EXERCISE PROMPT → This exercise requires every record to be repeated exactly.
==========
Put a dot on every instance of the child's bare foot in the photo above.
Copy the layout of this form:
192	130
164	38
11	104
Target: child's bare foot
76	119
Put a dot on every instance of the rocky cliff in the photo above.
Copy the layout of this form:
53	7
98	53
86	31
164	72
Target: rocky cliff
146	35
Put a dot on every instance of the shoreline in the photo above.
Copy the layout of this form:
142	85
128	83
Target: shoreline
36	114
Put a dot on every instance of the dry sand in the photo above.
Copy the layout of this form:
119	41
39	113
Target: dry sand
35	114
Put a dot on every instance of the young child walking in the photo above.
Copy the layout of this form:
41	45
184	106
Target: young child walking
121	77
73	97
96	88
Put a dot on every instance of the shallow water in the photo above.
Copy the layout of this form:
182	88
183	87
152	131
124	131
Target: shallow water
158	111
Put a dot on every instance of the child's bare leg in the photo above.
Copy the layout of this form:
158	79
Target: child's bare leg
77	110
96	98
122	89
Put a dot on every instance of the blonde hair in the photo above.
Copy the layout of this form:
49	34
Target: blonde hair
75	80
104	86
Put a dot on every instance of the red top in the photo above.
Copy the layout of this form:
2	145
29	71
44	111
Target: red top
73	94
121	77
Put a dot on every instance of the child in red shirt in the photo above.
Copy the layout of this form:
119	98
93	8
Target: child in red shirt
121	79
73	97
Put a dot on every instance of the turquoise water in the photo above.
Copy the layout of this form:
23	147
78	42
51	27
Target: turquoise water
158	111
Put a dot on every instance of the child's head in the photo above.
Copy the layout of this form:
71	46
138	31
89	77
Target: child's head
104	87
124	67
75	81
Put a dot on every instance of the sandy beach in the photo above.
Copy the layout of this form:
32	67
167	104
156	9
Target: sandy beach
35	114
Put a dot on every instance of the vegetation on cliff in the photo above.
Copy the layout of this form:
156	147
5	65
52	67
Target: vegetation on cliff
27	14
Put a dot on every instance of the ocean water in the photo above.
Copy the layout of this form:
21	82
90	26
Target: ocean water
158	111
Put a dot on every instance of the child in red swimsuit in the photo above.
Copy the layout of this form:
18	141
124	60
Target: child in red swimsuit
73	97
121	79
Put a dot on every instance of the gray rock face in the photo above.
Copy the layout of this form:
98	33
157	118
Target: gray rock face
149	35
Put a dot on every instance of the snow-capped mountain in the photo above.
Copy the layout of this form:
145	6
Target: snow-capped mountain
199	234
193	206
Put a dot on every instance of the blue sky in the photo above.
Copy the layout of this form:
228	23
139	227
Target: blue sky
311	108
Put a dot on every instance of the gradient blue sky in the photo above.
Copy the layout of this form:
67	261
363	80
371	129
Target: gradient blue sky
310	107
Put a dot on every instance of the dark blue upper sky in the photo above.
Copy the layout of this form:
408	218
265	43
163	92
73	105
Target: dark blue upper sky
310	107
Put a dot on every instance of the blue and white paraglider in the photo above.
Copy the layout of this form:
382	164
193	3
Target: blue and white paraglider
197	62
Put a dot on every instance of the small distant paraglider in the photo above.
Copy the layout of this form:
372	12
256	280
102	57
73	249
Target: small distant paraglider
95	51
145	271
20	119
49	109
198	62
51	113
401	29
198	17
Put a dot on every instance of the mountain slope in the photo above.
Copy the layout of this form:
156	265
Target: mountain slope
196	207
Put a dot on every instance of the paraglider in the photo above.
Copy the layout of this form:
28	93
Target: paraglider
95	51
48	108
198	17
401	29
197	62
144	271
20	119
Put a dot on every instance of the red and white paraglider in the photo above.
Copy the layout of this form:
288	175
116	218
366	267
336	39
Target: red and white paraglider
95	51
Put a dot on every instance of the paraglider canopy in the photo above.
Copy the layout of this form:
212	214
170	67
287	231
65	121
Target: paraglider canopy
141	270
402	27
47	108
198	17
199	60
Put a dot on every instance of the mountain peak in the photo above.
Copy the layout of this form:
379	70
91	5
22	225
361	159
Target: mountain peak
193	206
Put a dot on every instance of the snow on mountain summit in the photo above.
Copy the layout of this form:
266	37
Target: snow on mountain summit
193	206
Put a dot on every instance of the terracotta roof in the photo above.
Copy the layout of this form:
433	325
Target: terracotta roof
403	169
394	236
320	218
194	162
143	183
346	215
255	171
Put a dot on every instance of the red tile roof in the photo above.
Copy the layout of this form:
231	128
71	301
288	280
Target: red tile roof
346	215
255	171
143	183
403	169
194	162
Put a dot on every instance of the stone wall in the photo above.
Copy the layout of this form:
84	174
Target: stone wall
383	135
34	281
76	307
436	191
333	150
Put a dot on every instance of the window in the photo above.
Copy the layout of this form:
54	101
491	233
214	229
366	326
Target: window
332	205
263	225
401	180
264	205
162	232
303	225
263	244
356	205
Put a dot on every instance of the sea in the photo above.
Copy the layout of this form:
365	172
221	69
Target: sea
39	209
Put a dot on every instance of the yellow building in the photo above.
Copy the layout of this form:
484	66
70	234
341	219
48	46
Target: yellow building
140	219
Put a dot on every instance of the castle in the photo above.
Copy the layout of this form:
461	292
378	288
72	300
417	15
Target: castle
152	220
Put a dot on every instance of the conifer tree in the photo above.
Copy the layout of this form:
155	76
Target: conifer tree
==========
SOLUTION FOR THIS TASK →
Put a dot on every instance of the child's bare foot in the photo above.
Copy the layout of this form:
192	130
164	38
11	104
Target: child's bare foot
76	119
Put a dot on every instance of the rocky cliff in the photo above.
Copy the layout of this form:
53	7
98	53
86	31
164	72
Target: rocky cliff
146	35
Put a dot on every instance of the shoreline in the photo above.
Copy the layout of this form:
142	85
128	83
Target: shoreline
36	114
Put a dot on every instance of the dry sand in the photo above.
Copy the layout of this form:
119	41
39	113
Target: dry sand
35	114
Put a dot on every instance of the young child walking in the photo above.
Copy the layout of this form:
41	45
184	106
Target: young child walking
121	77
73	97
96	88
Put a dot on every instance of the shallow water in the photo above.
Copy the layout of this form:
182	88
183	87
152	131
124	131
Target: shallow water
158	111
Put a dot on every instance of the child's bare leg in the photo above.
Copy the layout of this form:
158	79
Target: child's bare leg
77	110
96	98
122	89
Put a dot on every instance of the blonde hair in the photo above.
Copy the layout of this form:
49	34
Target: blonde hair
75	80
104	86
Put a dot on every instance of the red top in the photo above.
Copy the layout of this form:
2	145
29	71
44	111
Target: red top
73	94
121	77
Put a dot on every instance of the child in red shirt in the photo above.
Copy the layout of this form:
119	98
93	8
Target: child in red shirt
121	79
73	97
Put a dot on every instance of the turquoise water in the photo above.
Copy the layout of this form:
23	147
78	42
51	27
Target: turquoise water
158	111
Put a dot on every instance of the child's head in the photo above.
Copy the layout of this form:
71	46
138	31
89	77
Target: child's head
104	87
124	67
75	81
Put a dot on every instance of the sandy beach in the photo above.
Copy the layout of this form:
32	67
167	104
156	9
Target: sandy beach
35	114
Put a dot on every instance of the vegetation on cliff in the photo above.
Copy the layout of this form:
156	147
5	65
52	67
Target: vegetation on cliff
27	14
Put a dot on every instance of the ocean water in the photo above.
Copy the layout of this form:
21	82
90	26
Target: ocean water
158	111
Put a dot on every instance of the child in red swimsuit in the photo above.
Copy the layout of this form:
18	141
124	60
Target: child in red swimsuit
73	97
121	79
Put a dot on every instance of the gray rock face in the photo above.
Copy the layout of this form:
98	33
157	118
Target: gray rock face
149	35
Put a dot on every instance of the snow-capped mountain in the photo above.
Copy the layout of this form:
145	6
Target: snow-capped mountain
199	234
193	206
Put a dot on every instance of the blue sky in the photo above.
Copy the layout of this form:
228	23
139	227
Target: blue sky
311	108
Put a dot on every instance of the gradient blue sky in the photo above.
Copy the layout of this form:
67	261
363	80
371	129
Target: gradient blue sky
310	107
Put a dot on every instance of the dark blue upper sky in the photo above.
Copy the layout of this form:
408	218
265	43
163	92
73	105
Target: dark blue upper sky
310	107
Put a dot on every instance of the blue and white paraglider in the photo above.
Copy the layout of this form:
382	164
193	3
Target: blue and white paraglider
197	62
Put a dot on every instance of the small distant paraglider in the photo above.
Copy the layout of this form:
372	12
256	280
102	57
73	249
Target: small distant paraglider
95	51
145	271
20	119
49	109
198	62
51	113
401	29
198	17
Put a dot on every instance of the mountain slope in the photo above.
Copy the layout of this form:
156	265
Target: mountain slope
196	207
Put a dot on every instance of the paraglider in the photo above.
Copy the layout of this form:
28	93
Target: paraglider
95	51
48	108
198	17
401	29
197	62
144	271
20	119
Put a dot on every instance of the red and white paraglider in the photo above.
Copy the layout of this form:
288	175
116	218
366	267
336	39
Target: red and white paraglider
95	51
Put a dot on every instance of the paraglider canopy in the photo above.
Copy the layout of this form:
212	214
170	67
287	231
65	121
Target: paraglider canopy
141	270
402	27
47	108
198	17
199	60
Put a dot on every instance of the mountain peak in the photo above.
Copy the layout of this form:
379	70
91	5
22	225
361	159
Target: mountain peak
193	206
Put a dot on every instance of the snow on mountain summit in the photo above.
Copy the layout of this form:
266	37
Target: snow on mountain summit
193	206
Put a dot on every instance of the terracotta roof in the photo above.
Copy the layout of this form:
433	325
Target: terracotta roof
403	169
394	236
320	218
194	162
143	183
346	215
255	171
Put a dot on every instance of the red tile roof in the photo above.
Copy the layout of this form:
231	128
71	301
288	280
Target: red tile roof
346	215
255	171
143	183
403	169
194	162
Put a dot on every instance of the stone wall in the photo above.
Copy the layout of this form:
84	174
Target: stone wall
383	135
34	281
76	307
436	191
333	150
Put a dot on every instance of the window in the photo above.
Copy the layout of this form:
54	101
491	233
214	229
366	326
Target: window
332	205
263	225
401	180
264	205
162	232
303	225
263	244
356	205
Put a dot on every instance of the sea in the photo above.
Copy the layout of this form:
365	172
221	69
Target: sea
39	209
Put a dot on every instance of the yellow building in the photo above.
Copy the layout of this form:
484	66
70	234
341	219
48	46
Target: yellow building
140	219
Put a dot on every instance of the castle in the photo above.
Copy the layout of this form:
461	292
378	288
72	300
417	15
Target: castle
152	220
Put a dot on every instance of the conifer tree in the photo above.
Copy the layout of this form:
155	76
Target: conifer tree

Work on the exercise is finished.